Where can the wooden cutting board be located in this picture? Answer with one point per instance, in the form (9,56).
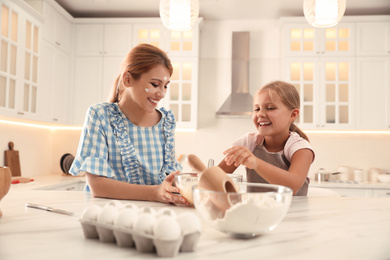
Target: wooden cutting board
(11,160)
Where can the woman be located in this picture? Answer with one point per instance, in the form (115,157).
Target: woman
(127,145)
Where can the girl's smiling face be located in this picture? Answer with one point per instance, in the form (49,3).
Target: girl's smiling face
(150,88)
(270,115)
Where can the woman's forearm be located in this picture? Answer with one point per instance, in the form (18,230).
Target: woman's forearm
(108,188)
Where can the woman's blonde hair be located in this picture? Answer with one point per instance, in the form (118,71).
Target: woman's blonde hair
(139,60)
(290,98)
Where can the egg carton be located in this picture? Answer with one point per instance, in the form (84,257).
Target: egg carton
(144,229)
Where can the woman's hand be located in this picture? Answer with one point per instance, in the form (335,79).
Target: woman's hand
(240,155)
(166,190)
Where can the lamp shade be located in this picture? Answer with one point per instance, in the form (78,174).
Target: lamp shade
(324,13)
(179,15)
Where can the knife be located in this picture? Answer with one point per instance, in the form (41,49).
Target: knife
(47,208)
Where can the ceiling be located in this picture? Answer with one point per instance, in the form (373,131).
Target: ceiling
(214,9)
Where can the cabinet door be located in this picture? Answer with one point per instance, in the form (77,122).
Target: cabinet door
(56,28)
(111,69)
(373,38)
(183,44)
(304,40)
(155,34)
(326,90)
(337,92)
(182,94)
(60,88)
(373,79)
(89,39)
(87,86)
(117,39)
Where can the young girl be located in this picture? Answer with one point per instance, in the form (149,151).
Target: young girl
(127,145)
(280,152)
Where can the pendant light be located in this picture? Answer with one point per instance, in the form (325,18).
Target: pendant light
(179,15)
(324,13)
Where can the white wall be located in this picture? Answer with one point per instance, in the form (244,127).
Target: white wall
(41,149)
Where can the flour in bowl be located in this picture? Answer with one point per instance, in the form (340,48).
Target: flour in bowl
(254,214)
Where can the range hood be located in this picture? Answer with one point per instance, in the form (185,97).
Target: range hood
(239,103)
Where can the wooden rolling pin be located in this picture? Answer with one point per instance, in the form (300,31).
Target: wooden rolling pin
(11,160)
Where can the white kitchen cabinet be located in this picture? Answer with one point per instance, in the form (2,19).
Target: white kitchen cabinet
(99,54)
(182,48)
(301,39)
(103,39)
(373,97)
(320,63)
(56,28)
(94,77)
(326,88)
(20,53)
(373,38)
(55,81)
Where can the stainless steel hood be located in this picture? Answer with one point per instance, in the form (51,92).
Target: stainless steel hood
(239,103)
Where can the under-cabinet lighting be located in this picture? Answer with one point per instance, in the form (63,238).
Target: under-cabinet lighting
(42,126)
(347,131)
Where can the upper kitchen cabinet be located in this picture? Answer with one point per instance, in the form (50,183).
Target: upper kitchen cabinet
(57,29)
(326,88)
(152,33)
(300,39)
(183,49)
(373,92)
(103,39)
(373,38)
(20,53)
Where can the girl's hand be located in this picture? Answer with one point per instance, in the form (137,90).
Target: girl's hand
(240,155)
(166,190)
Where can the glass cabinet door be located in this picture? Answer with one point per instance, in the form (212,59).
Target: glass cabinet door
(181,96)
(153,34)
(325,87)
(30,88)
(336,92)
(8,58)
(304,40)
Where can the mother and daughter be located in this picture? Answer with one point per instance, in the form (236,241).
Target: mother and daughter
(126,148)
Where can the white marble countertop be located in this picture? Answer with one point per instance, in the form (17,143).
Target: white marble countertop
(350,185)
(314,228)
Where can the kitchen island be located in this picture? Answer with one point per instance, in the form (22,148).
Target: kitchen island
(314,228)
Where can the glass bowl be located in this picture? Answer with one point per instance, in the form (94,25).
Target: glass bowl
(185,182)
(254,210)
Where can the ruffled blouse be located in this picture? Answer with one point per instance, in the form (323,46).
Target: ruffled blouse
(106,148)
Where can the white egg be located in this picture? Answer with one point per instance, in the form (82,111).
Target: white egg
(91,213)
(189,222)
(165,211)
(114,203)
(144,223)
(107,215)
(148,210)
(125,218)
(131,206)
(166,228)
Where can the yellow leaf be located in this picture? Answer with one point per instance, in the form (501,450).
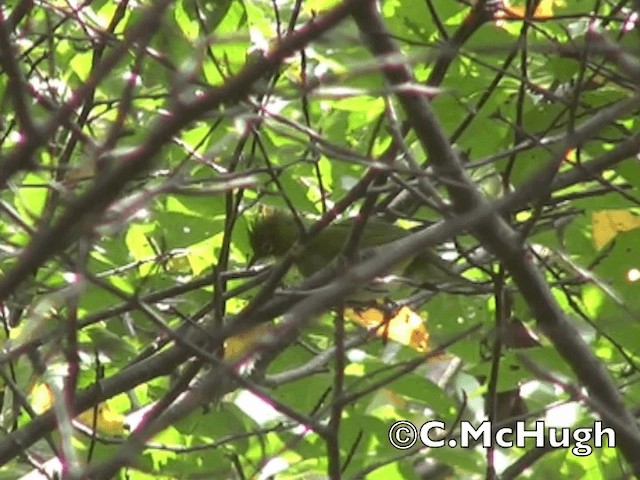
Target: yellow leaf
(543,11)
(607,224)
(108,422)
(405,326)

__________

#### TASK DIRECTIONS:
Copy every item above word for word, leaving out the pictures.

#### RESULT:
Where can the wooden cutting board be located in this picture? Answer with one point per instance, in the form (9,56).
Target: wooden cutting board
(11,160)
Where can the woman be located in this picture? Answer with one point per instance, in the form (115,157).
Target: woman
(127,145)
Where can the girl's smiling face be located in this picture? Answer with one point per instance, in the form (49,3).
Target: girl's smiling face
(150,88)
(270,115)
Where can the woman's forearm be located in this picture? Answer with one point per instance, in the form (18,230).
Target: woman's forearm
(108,188)
Where can the woman's blonde hair be located in this picture? Answer with one point per instance, in the form (118,71).
Target: woman's blonde hair
(139,60)
(290,98)
Where can the egg carton be located in this picture? Answer with one point per instance, in the form (84,257).
Target: egg carton
(144,229)
Where can the woman's hand be located in this picture? Answer with one point per instance, in the form (335,79).
Target: woman's hand
(240,155)
(166,190)
Where can the lamp shade be located in this picture? Answer with one point per instance, in the form (78,174).
Target: lamp shade
(324,13)
(179,15)
Where can the knife be located in this picture? Answer with one point per instance, in the form (41,49).
Target: knife
(47,208)
Where can the ceiling be located in this picture? Answer with one point per instance, in the form (373,131).
Target: ceiling
(214,9)
Where can the cabinet door be located in this picture? Answer with one point per instance, in the form (77,122).
Target: cabinet door
(56,28)
(111,69)
(373,38)
(183,44)
(304,40)
(155,34)
(326,90)
(337,92)
(182,94)
(60,88)
(373,79)
(89,39)
(87,86)
(117,39)
Where can the young girl be located in this picture? Answer with one point per instance, in the form (149,151).
Target: young girl
(127,145)
(280,152)
Where can the pendant light be located in this picture? Answer with one point per instance, in the form (325,18).
Target: pendant light
(179,15)
(324,13)
Where can the white wall be located in this picture? Answer with one point per instance, in the form (244,127).
Target: white wall
(41,149)
Where can the flour in bowl be located in this picture? Answer with one point per instance, in the form (340,48).
Target: flour in bowl
(254,214)
Where can the range hood be located in this picture? Answer with one point per instance, in the form (185,97).
Target: range hood
(239,103)
Where can the wooden rolling pin be located in this picture? Answer with one point per instance, in the form (300,31).
Target: wooden rolling pin
(11,160)
Where can the white kitchen cabinet be located in this picture? Answer with one point per instance, in the form (2,19).
Target: white kitchen cabinet
(99,54)
(182,48)
(301,39)
(103,39)
(373,97)
(320,63)
(56,28)
(94,77)
(326,88)
(20,53)
(373,38)
(55,81)
Where can the stainless steel hood be located in this picture? Answer with one point per instance, in the form (51,92).
Target: stainless steel hood
(239,103)
Where can the under-cabinet lighting be located in this picture? Answer with one point per instance, in the form (63,238).
Target: under-cabinet lighting
(42,126)
(347,131)
Where can the upper kitchen cabinet be located in this picture? Answer with one point per instance, in the form (50,183).
Target: upper kitchen cabinet
(57,29)
(326,88)
(152,33)
(300,39)
(183,49)
(373,92)
(103,39)
(373,38)
(20,53)
Where can the girl's hand be located in this picture? Answer with one point per instance, in the form (137,90).
Target: girl's hand
(240,155)
(166,190)
Where can the glass cabinet door be located in this picture? Answer with one point per instance, in the form (212,59).
Target: glass cabinet door
(181,96)
(153,34)
(325,87)
(30,88)
(336,92)
(8,58)
(304,40)
Where can the mother and daughter be located in this picture? Answer with one point per instance, in the form (236,241).
Target: mother and daughter
(126,148)
Where can the white marble countertop be located in this picture? Answer with one point per instance, in the form (17,143).
Target: white marble countertop
(350,185)
(314,228)
Where can the kitchen island be located in this picture? Answer with one point per instance, in the form (22,148).
Target: kitchen island
(314,228)
Where can the glass bowl be located in this picture? Answer with one point per instance, in the form (94,25).
Target: glass bowl
(185,182)
(254,210)
Where can the ruffled blouse be located in this picture? Answer with one point per instance, in the form (323,46).
Target: ruffled blouse
(106,148)
Where can the white egg be located in this picture? Answer with one point per instance, in the form (82,111).
Target: white egg
(91,213)
(189,222)
(165,211)
(114,203)
(144,223)
(107,215)
(148,210)
(125,218)
(131,206)
(166,228)
Where can the yellow leaf be located in this picture? Answer with one point per instance, in the form (501,450).
Target: yellow leaf
(543,11)
(607,224)
(108,422)
(405,326)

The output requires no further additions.